(Excerpted passage begins)

As with anyone who gets this ominous diagnosis, you suddenly attempt to become an expert on the subject. You try to read, study, and learn all about your disease and hopefully stumble upon something that your oncologist may have missed in your treatment regimen that would be a quick and easy fix. "Ha," I thought. I will research this Myleodysplasia thing on the internet and in days I'll know more than my doctor learned in 8 years of medical school. As the hours and days of intense internet research passed and with excessively blurry eyes, I found myself more confused by the various stories, research, diagnosis and treatment of my particular cancer.

One thing I did glean is a lot of knowledge about various treatments and their effect on the body. I learned to ask smart questions and to take charge of my life. I was sent to a treatment center initially for an experimental type of bone marrow transplant but felt uncomfortable with this approach. I went back to my original oncologist, and we had a frank discussion about my other treatment options. (Basically boils down to "Which options give me a better chance of survival?") He referred me to a well-known regional facility that specialized in conventional BMT's.

We set the wheels in motion to begin finding a bone marrow donor since no family members were a match for me. I was getting sicker, basically feeling tired, weak and out of breath while doing many simple activities, but I had to keep working or lose my health insurance and lose my chance at the transplant. After several months of frantic searching, a donor was located in Germany!

(Excerpted passage ends)

Quote the stretch of the cancer diagnosis account from "One thing I" through "in conventional BMT's.".

(Supplied material begins)

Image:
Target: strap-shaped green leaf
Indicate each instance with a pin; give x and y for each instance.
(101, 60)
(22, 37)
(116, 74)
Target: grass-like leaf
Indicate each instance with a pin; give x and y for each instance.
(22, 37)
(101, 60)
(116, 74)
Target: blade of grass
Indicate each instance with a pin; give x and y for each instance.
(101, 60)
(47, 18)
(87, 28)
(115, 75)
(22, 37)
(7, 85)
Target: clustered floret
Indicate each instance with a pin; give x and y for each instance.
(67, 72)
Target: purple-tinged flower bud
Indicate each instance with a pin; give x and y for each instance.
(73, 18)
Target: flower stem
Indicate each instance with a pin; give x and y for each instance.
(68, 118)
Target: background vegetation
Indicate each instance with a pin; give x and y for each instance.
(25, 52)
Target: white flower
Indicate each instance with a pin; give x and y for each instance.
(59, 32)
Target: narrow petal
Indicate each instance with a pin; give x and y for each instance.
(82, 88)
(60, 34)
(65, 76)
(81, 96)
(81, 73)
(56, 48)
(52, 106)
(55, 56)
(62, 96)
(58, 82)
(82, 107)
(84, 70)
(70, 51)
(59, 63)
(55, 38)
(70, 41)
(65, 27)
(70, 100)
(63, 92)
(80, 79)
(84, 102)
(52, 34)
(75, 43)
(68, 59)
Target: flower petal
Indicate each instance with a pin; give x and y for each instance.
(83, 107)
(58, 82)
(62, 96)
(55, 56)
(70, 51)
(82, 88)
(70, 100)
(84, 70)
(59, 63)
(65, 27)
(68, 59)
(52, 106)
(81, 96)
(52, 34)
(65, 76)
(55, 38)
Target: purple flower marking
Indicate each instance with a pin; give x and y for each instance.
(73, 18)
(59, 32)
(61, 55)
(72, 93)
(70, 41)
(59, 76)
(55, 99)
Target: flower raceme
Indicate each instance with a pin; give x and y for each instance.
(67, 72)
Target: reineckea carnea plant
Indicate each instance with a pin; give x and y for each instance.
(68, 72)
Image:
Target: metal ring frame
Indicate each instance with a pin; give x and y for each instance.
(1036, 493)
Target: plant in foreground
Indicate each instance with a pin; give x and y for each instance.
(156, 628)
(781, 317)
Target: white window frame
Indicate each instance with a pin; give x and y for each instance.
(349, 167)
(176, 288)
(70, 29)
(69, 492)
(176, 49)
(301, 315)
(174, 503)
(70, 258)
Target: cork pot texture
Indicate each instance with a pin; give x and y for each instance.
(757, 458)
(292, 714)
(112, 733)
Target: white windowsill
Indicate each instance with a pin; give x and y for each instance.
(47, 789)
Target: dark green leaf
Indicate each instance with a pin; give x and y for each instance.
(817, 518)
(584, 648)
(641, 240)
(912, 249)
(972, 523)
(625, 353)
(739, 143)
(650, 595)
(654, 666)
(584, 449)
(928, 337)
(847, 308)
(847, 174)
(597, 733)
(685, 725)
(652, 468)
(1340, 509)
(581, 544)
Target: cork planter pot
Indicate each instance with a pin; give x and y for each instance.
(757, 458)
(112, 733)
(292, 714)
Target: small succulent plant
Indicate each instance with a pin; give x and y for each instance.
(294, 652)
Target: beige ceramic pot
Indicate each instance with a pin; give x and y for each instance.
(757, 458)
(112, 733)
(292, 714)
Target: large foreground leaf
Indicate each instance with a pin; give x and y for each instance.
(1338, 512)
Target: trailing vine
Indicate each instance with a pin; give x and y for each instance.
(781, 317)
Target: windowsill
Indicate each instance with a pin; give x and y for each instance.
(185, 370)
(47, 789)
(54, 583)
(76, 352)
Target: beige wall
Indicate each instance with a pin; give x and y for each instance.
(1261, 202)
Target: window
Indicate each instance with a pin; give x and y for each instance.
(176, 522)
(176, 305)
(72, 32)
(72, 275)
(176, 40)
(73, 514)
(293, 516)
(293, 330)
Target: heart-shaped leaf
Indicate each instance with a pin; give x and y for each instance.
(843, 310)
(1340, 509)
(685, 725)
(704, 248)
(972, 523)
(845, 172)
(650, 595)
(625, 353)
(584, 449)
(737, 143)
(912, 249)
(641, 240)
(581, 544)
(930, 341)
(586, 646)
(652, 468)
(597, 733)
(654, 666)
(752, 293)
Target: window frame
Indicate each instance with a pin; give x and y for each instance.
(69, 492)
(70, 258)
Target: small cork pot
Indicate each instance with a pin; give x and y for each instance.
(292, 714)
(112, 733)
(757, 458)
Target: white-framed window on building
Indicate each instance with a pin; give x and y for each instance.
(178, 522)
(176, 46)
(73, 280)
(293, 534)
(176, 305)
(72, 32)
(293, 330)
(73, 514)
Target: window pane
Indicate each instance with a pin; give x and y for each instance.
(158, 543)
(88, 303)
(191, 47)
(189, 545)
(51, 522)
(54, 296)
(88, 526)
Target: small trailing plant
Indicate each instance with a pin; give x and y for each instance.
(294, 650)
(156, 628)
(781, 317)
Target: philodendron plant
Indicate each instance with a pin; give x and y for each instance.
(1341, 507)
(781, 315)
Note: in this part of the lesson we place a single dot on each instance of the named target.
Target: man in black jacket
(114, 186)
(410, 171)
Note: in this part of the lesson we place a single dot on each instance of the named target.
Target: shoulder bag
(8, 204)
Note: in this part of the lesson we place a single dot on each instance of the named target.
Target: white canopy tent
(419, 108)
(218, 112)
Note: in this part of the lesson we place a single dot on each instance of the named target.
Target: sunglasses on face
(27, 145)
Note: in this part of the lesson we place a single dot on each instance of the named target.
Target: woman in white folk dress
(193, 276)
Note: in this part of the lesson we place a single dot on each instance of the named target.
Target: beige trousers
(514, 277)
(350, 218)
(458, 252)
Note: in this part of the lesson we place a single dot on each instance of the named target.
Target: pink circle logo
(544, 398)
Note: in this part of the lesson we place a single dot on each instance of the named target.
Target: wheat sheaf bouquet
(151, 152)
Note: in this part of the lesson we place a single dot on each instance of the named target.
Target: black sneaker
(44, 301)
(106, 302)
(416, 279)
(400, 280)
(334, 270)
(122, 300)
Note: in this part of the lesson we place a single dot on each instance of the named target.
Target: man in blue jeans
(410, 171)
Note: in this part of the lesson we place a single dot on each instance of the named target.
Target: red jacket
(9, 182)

(Supplied material ends)

• Final answer:
One thing I did glean is a lot of knowledge about various treatments and their effect on the body. I learned to ask smart questions and to take charge of my life. I was sent to a treatment center initially for an experimental type of bone marrow transplant but felt uncomfortable with this approach. I went back to my original oncologist, and we had a frank discussion about my other treatment options. (Basically boils down to "Which options give me a better chance of survival?") He referred me to a well-known regional facility that specialized in conventional BMT's.